⟨

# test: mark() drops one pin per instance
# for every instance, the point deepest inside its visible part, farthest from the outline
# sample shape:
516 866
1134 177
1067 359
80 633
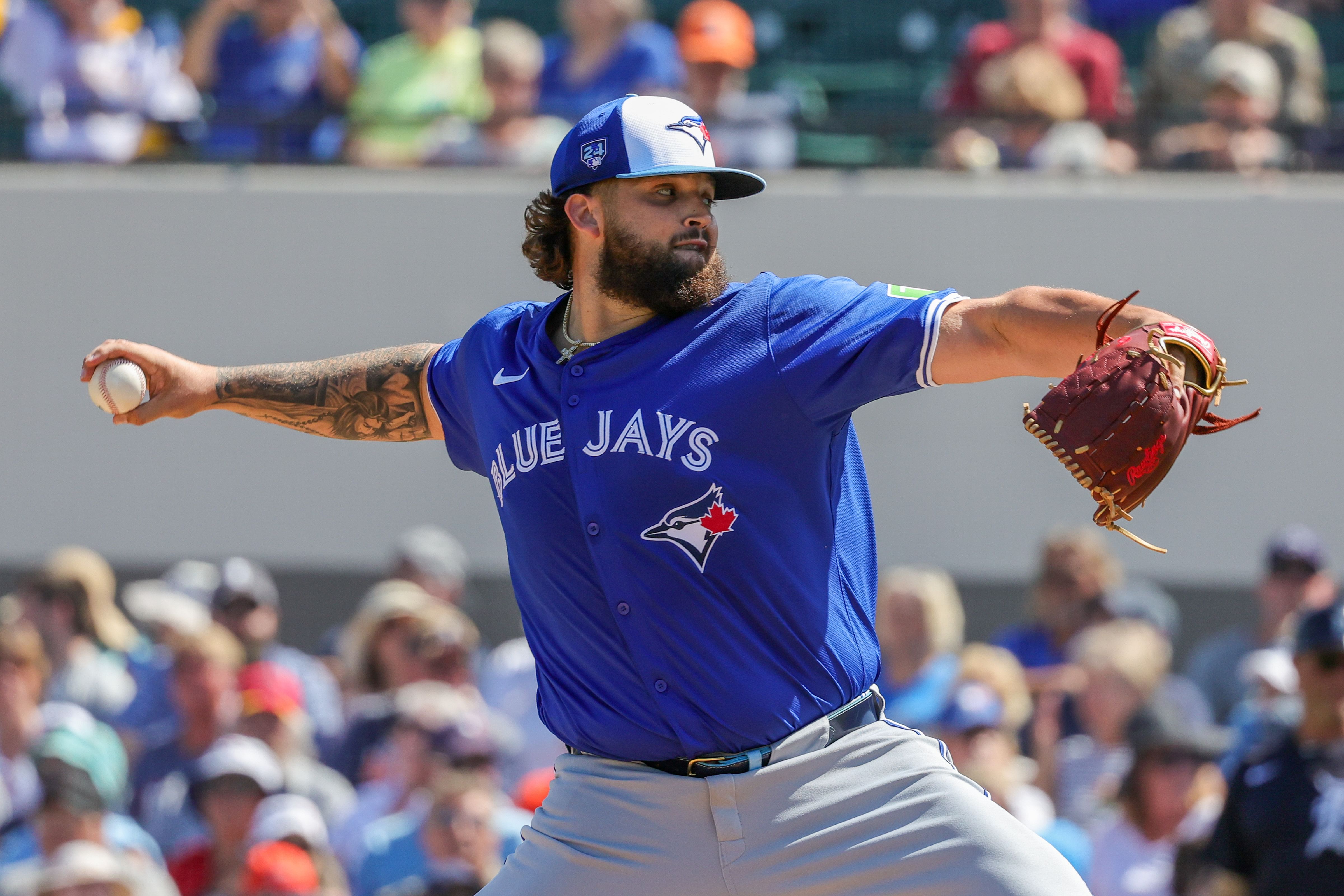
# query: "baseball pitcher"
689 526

⟩

* GOAL
Pull every line from the records above, reproducing each one unchanged but omitting the pictures.

* FINISHED ANSWER
# test: mark() drops one pin per instance
# for every instance, the point deepest inside its visible part, farthest from the outline
# sample shape:
516 866
1134 177
1067 359
80 633
# query: "baseball pitcher"
689 526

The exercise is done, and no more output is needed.